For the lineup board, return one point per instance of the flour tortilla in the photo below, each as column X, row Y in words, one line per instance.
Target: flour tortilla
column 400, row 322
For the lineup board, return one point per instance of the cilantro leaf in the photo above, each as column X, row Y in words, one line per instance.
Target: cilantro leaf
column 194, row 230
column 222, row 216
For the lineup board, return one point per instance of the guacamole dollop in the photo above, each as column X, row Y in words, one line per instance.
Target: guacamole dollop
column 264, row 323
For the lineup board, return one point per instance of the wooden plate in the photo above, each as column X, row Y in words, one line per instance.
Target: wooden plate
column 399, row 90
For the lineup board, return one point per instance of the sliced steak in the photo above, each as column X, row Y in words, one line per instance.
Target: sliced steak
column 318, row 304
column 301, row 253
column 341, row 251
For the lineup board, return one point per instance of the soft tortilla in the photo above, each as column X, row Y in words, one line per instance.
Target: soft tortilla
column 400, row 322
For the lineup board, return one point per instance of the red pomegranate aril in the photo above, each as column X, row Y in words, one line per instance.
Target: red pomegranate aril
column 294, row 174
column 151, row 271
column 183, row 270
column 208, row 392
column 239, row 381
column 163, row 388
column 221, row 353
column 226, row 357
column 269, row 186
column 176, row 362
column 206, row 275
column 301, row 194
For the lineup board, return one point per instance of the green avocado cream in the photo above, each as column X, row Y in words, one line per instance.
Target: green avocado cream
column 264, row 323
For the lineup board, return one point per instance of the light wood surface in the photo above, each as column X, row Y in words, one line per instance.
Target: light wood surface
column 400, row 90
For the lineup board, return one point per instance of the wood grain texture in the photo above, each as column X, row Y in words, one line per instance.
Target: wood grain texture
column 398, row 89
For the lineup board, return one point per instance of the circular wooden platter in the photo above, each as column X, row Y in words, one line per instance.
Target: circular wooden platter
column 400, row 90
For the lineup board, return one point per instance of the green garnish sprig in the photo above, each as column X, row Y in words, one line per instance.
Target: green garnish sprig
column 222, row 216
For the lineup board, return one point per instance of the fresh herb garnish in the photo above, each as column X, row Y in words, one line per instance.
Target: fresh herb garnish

:::::

▸ **OBJECTIVE**
Copy out, word for word, the stretch of the records above from the line containing "of the wooden" through the line containing "column 341, row 251".

▸ **EXERCISE OUTPUT**
For the lineup board, return one point per instance of the wooden plate in the photo above, each as column X, row Y in words, one line per instance.
Target: wooden plate
column 399, row 90
For the lineup board, return one point per instance of the sliced steak in the photo above, each as column X, row Y in words, one line per instance.
Target: sliced steak
column 318, row 304
column 301, row 253
column 341, row 251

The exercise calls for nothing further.